▸ PAGE EXCERPT:
# some questions on housing Barn Owl?



## reptismail (Nov 15, 2008)

hi i have been researching bar owls for 2 years now and am going to go on a few courses over the sumer hol's on flying them with a local owler, so i have heard alot about housng a barn owl ( anything from : tying it down to a 16'x10'x10' aviaries ) but i want to know what i should keep it in , what about sheds? ( talking about big 12'ones )or i was thinking building a frame 6x6x6 and then putting panels on it or if you can use it , very small chicken wire( i was tols this can injure the bird?).

Thanks

Ismail


----------



## bendigo (Jan 28, 2008)

you would want the plastic coated wire so the bird can not injure itself. if you got a big shed you could take one of the sides off and cover this with wire then you would have a suitable aviary, i wouldnt suggest ever tethering an owl but i know some do.


----------



## LoveForLizards (Apr 20, 2008)

No owl should be tethered for extended periods of weathering, let alone _living_ like it!
Minimum aviary size for a barn owl is 6x6x6 but SHOULD be 8x6x6 or bigger - excluding the DDS.
Plenty of willow and oak branches for perching, nest box for the winter with a small heat lamp (not usually needed, but in the event it is.... a few C can decide life or death for a barn owl!), sanitary flooring, easy clean walls etc. Sheds work fine, put a 8"x6' vent in the back in the middle/top of the wall, a weathering window in the top (1 1/2'x2') and plenty of windows in the front, you can use 9g 1x1 mesh, works well and is safe.


----------

▸ PROMPT 1:
In the barn owl housing thread, why does one reply recommend plastic coated wire for the aviary?
▸ PROMPT 2:
According to the barn owl housing thread, what is the minimum aviary size for a barn owl?
▸ PROMPT 3:
From the barn owl housing thread, copy out everything from "## bendigo (Jan" down to "(Apr 20, 2008)".
The listing that follows comes from a separate source.

▸ DATASET SECTION:
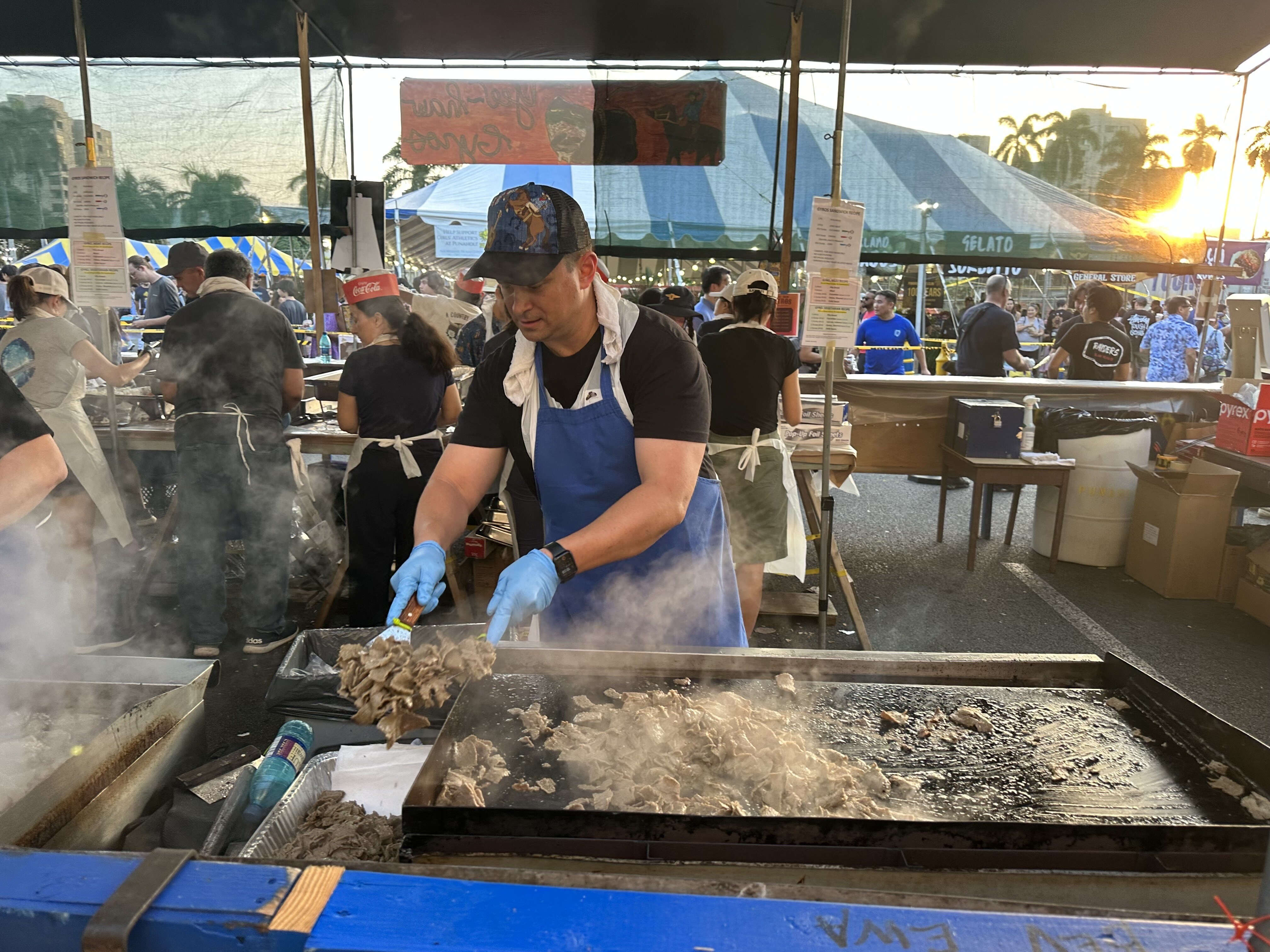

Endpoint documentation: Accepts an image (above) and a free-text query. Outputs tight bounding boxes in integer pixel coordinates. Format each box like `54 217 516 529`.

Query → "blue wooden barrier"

▸ CORRECT RESPONSE 1:
Plastic coated wire is recommended so the bird cannot injure itself.

▸ CORRECT RESPONSE 2:
The minimum is 6x6x6, though it should be 8x6x6 or bigger, excluding the DDS.

▸ CORRECT RESPONSE 3:
## bendigo (Jan 28, 2008)

you would want the plastic coated wire so the bird can not injure itself. if you got a big shed you could take one of the sides off and cover this with wire then you would have a suitable aviary, i wouldnt suggest ever tethering an owl but i know some do.


----------



## LoveForLizards (Apr 20, 2008)